→ Text excerpt:
-- BEGIN --

Pennington on Political Economy
A reader recommends Mark Pennington talking about his book Robust Political Economy. The talk is very well organized and concise, and I recommend it (I didn’t stick with it through the Q&A). He says that one has to keep in mind two facts:
1. Humans have limited knowledge (he calls it “limited rationality,” which I am not sure is the best choice of terms here).
2. Incentives matter.
What follows from those facts are two important conclusions.
1. Societies benefit from continual experimentation. Since no one knows enough to design a perfect system, more experimentation is better.
2. Exits works better than voice. The incentive for consumers to make good choices in the market and for the market to respond to those choices is pretty much always going to be better than the incentive for voters to make good choices and for politicians to respond to those choices.
He then proceeds to demolish a number of rationales for government intervention, based on that straightforward logic.
Jun 14 2011 at 7:21pm
The state of nature is pretty bad at encouraging continual experimentation or a market ecosystem that has numerous alternatives to exit to. Markets are political institutions, regrettably; you cannot get away from politicians.

-- END --

→ Excerpted records:
-- BEGIN --

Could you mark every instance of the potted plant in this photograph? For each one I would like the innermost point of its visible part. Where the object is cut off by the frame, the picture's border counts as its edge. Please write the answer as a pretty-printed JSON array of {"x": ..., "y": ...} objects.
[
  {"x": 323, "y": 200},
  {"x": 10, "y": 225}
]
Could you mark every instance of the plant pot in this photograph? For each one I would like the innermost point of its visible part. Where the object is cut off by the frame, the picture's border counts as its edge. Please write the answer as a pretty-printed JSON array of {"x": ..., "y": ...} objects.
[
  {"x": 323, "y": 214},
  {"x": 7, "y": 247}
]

-- END --

→ Short problem 1: Decide whether each statement agrees with the text on Pennington's political economy, answering yes or no and quoting the words of the text that settle it: (a) Pennington uses the term "limited rationality" for limited human knowledge; (b) the writer watched the talk through the Q&A; (c) Pennington holds that voice works better than exit.
→ Short problem 2: In the text on Pennington's political economy, what is the title of the book Pennington talks about?
→ Short problem 3: Continue the text on Pennington's political economy, picking up right after its final sentence, "you cannot get away from politicians."
The rows have nothing to do with the text on Pennington's political economy.

→ Task answer 1:
(a) Yes: "he calls it “limited rationality,”"
(b) No: "I didn’t stick with it through the Q&A"
(c) No: "Exits works better than voice."

→ Task answer 2: Robust Political Economy.

→ Task answer 3:
It is non-obvious that 1 and 2 work together; Xerox PARC would have had less freedom to experiment had Xerox been under greater competitive pressure. Blue sky research inherently requires supernormal profit (or, identically, tax revenue) to be lent to its pursuit.
Jun 14 2011 at 10:05pm
Mark is an under-appreciated scholar and thinker. I’m reading his book now and learning much from it.
Jun 14 2011 at 11:46pm
Why isn’t a conservative attitude the first response to Limited Knowledge problem?
J Storrs Hall
Jun 15 2011 at 2:56am
“Limited rationality” has a long history in economics and AI since Herb Simon. Cf also Russell and Wefald.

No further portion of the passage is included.